PROBLEM TO WORK ON: Quote the records that follow in full, leaving the pictures out.

RECORDED DATA:

--- START ---

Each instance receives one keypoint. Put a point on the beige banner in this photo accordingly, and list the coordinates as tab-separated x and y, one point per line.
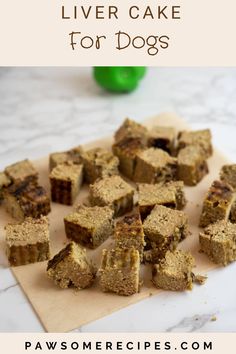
131	32
118	343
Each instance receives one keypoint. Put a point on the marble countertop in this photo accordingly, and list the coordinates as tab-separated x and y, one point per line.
48	109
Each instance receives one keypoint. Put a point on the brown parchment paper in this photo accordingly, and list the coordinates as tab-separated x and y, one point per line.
63	310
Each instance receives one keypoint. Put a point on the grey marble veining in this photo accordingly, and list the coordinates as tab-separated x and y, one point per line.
49	109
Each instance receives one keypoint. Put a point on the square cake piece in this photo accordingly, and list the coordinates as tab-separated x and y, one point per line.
162	138
228	175
114	192
218	242
164	229
150	195
131	129
178	188
155	165
174	272
201	138
66	180
99	163
119	271
217	203
129	233
26	200
126	150
89	226
74	155
71	268
28	242
232	216
22	172
4	182
192	166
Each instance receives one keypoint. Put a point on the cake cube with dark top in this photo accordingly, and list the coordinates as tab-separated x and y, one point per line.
28	242
22	172
164	229
131	129
71	268
113	192
192	165
99	163
162	138
89	226
126	150
178	188
150	195
217	203
74	155
66	180
200	138
170	194
218	242
228	175
4	182
129	233
232	216
26	200
174	271
119	271
155	165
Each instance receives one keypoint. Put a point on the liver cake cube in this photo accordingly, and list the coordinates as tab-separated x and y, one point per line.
200	138
164	229
113	192
192	166
22	172
162	138
66	180
71	268
170	194
155	165
57	158
150	195
217	203
129	233
131	129
89	226
218	242
74	155
26	200
178	188
174	271
99	163
4	182
119	271
228	175
126	150
232	216
28	242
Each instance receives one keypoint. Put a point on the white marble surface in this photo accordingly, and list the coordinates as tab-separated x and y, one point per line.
48	109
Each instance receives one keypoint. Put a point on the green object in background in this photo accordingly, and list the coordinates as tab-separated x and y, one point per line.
119	78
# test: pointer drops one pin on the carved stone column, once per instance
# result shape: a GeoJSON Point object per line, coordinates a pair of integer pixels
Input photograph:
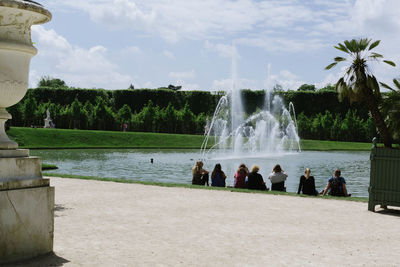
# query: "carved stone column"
{"type": "Point", "coordinates": [26, 199]}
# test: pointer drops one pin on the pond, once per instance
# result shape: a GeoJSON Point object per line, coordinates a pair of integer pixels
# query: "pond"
{"type": "Point", "coordinates": [175, 165]}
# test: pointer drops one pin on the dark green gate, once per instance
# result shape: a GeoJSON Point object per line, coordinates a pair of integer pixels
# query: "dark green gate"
{"type": "Point", "coordinates": [384, 187]}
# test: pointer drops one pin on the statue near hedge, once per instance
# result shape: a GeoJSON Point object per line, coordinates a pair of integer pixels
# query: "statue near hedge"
{"type": "Point", "coordinates": [359, 84]}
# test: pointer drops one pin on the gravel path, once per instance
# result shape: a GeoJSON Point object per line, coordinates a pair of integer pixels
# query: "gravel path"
{"type": "Point", "coordinates": [113, 224]}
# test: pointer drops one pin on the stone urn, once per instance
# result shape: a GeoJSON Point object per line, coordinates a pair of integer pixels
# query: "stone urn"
{"type": "Point", "coordinates": [16, 51]}
{"type": "Point", "coordinates": [26, 199]}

--- END ---

SOLUTION BELOW:
Each instance receives one keypoint. Put a point on the beige banner in this photo accordingly, and list the coordinates as tab-separated x and y, one point per line.
131	32
118	343
Each instance receives one keypoint. Put a point on the marble countertop in this photo accordingly, and list the coordinates as tab-separated x and y, one point per line.
48	109
Each instance receives one keypoint. Put a point on the brown parchment paper in this photo accordingly, and list the coordinates as tab-separated x and y, one point per line.
63	310
Each instance receives one keypoint. Put a point on the grey marble veining in this photo accordingly, and list the coordinates as tab-separated x and y, one point per line.
49	109
Each instance receives one keypoint. Put a point on the square cake piece in this photo accordingly, and list the coordinates as tab-separated x and y, one point per line.
162	138
228	175
114	192
218	242
164	229
150	195
131	129
178	188
155	165
174	272
201	138
66	180
99	163
119	271
217	203
129	233
26	200
126	150
89	226
74	155
71	268
28	242
232	216
22	172
4	182
192	166
Each instance receives one keypoint. Put a point on the cake cube with dark top in this photo accordingly, and list the coordinates as tab-separated x and y, one point per line.
28	242
22	172
164	229
131	129
71	268
113	192
192	165
99	163
162	138
89	226
126	150
178	188
150	195
217	203
74	155
66	180
200	138
170	194
218	242
228	175
4	182
129	233
232	216
26	200
174	271
119	271
155	165
Each instance receives one keypoint. Put a point on the liver cake cube in this photo accordingly, and list the coordinates as tab-separated x and y, one point per line.
200	138
164	229
113	192
192	166
22	172
162	138
66	180
71	268
170	194
155	165
57	158
150	195
217	203
129	233
131	129
89	226
218	242
74	155
26	200
178	188
174	271
99	163
4	182
119	271
228	175
126	150
232	216
28	242
Each instance receives one keypoint. Put a point on the white marble surface in this photo accordingly, and list the coordinates as tab-separated x and y, one point per line.
48	109
Each instance receives one keypoint. Put a point on the green object in background in this photo accordingly, and list the coordinates as tab-separated x and y, one point per line.
119	78
# test: pointer drops one pin on the carved stone column, once per instance
# result shape: a GeoJSON Point object per line, coordinates a pair of integer pixels
Input photograph:
# query: "carved stone column"
{"type": "Point", "coordinates": [26, 199]}
# test: pointer drops one pin on the pond, once per instance
# result shape: a GeoJSON Point object per line, coordinates a pair of integer pixels
# query: "pond"
{"type": "Point", "coordinates": [175, 165]}
# test: pointer drops one pin on the dark green gate, once per instance
# result shape: a GeoJSON Point object per line, coordinates a pair of integer pixels
# query: "dark green gate"
{"type": "Point", "coordinates": [384, 187]}
# test: pointer drops one pin on the statue near hedge, once per instance
# result shape: a GeoJSON Point object per line, coordinates a pair of integer pixels
# query: "statue near hedge"
{"type": "Point", "coordinates": [359, 84]}
# test: pointer drops one pin on the gravel path, once per instance
# result shape: a GeoJSON Point object per line, coordinates a pair of integer pixels
# query: "gravel path"
{"type": "Point", "coordinates": [113, 224]}
# test: pointer drops one pin on the stone urn, once per instance
# result shape: a GeoJSON Point object per line, coordinates a pair of integer pixels
# query: "stone urn"
{"type": "Point", "coordinates": [16, 51]}
{"type": "Point", "coordinates": [26, 199]}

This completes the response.